## 抜粋本文
○ ○ ○

【倉敷紡績研修事例】成果が出る合理的配慮と迷いの解消でさらなる雇用促進へ~管理職向け障害者雇用研修~

◆迷いを解消し、戦力化につなげる組織づくりへ

企業における障害者雇用は、採用人数の充足だけでなく「定着し、能力を発揮し、チームの一員として活躍できるか」 が重要なテーマです。倉敷紡績株式会社では、法定雇用率は充足しているものの、次のような声が聞かれていました。

「どこまで配慮すべきかわからない」
「自分の対応が適切か不安」
「コミュニケーションの取り方に不安がある」

この課題に対応するため、迷いを解消し、さらに推進力を高めること目的として、役員・管理職向けオンライン研修(90分) を実施しました。

◆ 基本情報

対象:役員・管理職(約100名)
形式:オンライン(90分)
目的:障害者と障害者雇用の理解を深め、共に働く組織風土を醸成する
ゴール:障害者雇用の必要性・基礎知識・実践ノウハウを知り、採用・雇用にさらに前向きな状態になる
担当講師:

株式会社スタートライン 障害者雇用エバンジェリスト ​
吉田 瑛史

“500社/5,000名以上の障害者雇用に携わった経験から、わかりやすく障害者雇用を伝道する「障害者雇用エバンジェリスト」”

◆ 概要

【STEP1】障害者雇用の必要性を腹落ちさせる

「なぜ障害者雇用が必要なのか」
障害者雇用の目的は「法的義務≒雇用数」ではなく「企業の価値創造」である理由を、さまざまなデータや失敗例、その背景や課題を例に解説しました。

≪受講者の声≫
「障がい者雇用を単に企業の社会的責任に終わらせるのではなく、当社人財とする視点を養いたい」
「法定雇用率はあるものの、採用ありきの対応をしてはいけないということが、専門の方からうかがえて新たな学びだった」

【STEP2】障害者雇用の基礎知識「障害とは環境にある」

障害者雇用の重要で土台となる考え方の一つである「社会モデル≒障害とは環境にある」を、職業生活視点で解説しました。

≪受講者の声≫
「障害は本人ではなく環境側にある、能力を発揮できる環境を準備する必要があると理解できた」
「その人を活かすための環境を整えてあげることで満足度ひいては定着率が向上するということに気づかされた」

【STEP3】障害者雇用のノウハウ~成果が出る合理的配慮=マネジメント3STEP~

障害者雇用の必要性、基礎知識を理解した上で、現場で重要なノウハウを「マネジメント3STEP」と「成果が出る組織理論×合理的配慮」に関連性づけて解説しました。

○ ○ ○

## 設問 1
次の(a)〜(c)のそれぞれが抜粋本文の内容と合っているかを「はい」か「いいえ」で判定し、決め手となる本文の語句をそのまま引用せよ。(a) 研修はオンラインで90分間行われた。(b) 倉敷紡績株式会社は法定雇用率を充足していなかった。(c) 研修の対象は役員・管理職の約200名だった。
## 設問 2
抜粋本文の「◆ 基本情報」の下にある項目名をすべて挙げよ。
抜粋本文だけを根拠にすること。

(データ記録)
○ ○ ○

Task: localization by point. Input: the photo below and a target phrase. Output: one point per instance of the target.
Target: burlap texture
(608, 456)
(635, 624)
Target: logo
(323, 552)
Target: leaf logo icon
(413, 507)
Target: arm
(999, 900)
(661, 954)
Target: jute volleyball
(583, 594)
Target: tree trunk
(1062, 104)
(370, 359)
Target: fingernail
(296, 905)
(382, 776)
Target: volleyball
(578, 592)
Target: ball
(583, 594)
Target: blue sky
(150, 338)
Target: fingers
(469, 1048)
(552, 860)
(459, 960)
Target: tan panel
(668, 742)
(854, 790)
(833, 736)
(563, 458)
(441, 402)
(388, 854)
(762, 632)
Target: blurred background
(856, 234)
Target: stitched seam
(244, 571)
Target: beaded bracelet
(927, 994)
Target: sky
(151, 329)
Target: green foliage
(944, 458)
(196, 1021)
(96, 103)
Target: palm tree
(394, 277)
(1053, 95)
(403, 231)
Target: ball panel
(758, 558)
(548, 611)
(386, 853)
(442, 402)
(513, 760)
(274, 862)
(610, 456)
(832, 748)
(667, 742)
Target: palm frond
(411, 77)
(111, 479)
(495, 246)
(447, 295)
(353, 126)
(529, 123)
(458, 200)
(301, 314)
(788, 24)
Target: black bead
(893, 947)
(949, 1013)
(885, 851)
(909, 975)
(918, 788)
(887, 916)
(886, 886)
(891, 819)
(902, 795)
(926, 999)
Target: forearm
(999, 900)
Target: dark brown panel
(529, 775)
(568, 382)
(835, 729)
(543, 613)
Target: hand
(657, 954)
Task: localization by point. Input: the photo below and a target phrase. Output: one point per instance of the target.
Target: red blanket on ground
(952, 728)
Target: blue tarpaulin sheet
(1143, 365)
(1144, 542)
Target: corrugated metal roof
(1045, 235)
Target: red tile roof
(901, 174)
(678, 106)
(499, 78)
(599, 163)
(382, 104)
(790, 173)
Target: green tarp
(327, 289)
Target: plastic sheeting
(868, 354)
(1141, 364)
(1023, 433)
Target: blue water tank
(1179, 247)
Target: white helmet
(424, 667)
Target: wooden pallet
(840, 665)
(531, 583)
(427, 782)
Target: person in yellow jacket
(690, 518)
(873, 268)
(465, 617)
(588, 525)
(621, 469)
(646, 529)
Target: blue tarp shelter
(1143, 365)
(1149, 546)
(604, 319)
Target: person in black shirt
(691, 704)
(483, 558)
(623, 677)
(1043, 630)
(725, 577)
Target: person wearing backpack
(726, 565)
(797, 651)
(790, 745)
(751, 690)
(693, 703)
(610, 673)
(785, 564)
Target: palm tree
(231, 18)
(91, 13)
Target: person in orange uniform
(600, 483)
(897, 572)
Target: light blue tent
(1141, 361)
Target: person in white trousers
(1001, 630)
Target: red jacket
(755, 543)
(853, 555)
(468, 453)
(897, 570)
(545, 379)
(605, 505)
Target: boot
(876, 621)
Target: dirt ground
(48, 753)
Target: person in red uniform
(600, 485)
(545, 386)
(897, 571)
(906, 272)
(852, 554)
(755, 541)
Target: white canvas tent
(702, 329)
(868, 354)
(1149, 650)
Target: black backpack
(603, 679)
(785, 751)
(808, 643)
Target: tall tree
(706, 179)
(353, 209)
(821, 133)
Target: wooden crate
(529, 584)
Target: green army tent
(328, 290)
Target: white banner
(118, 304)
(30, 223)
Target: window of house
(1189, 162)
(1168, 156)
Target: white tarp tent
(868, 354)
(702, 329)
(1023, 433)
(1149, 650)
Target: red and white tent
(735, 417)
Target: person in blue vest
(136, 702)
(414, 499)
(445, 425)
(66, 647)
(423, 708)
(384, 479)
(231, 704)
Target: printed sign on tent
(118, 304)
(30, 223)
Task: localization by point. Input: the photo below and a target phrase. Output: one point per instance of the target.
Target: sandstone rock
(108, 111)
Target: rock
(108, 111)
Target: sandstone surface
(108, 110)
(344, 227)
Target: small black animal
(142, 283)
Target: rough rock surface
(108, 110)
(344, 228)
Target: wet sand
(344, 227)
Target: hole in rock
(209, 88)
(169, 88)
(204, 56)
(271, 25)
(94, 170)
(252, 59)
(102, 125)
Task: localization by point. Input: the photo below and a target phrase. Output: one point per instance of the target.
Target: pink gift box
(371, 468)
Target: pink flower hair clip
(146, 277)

○ ○ ○

## 解答 1
(a) はい。「形式:オンライン(90分)」
(b) いいえ。「法定雇用率は充足しているものの」
(c) いいえ。「対象:役員・管理職(約100名)」

## 解答 2
対象、形式、目的、ゴール、担当講師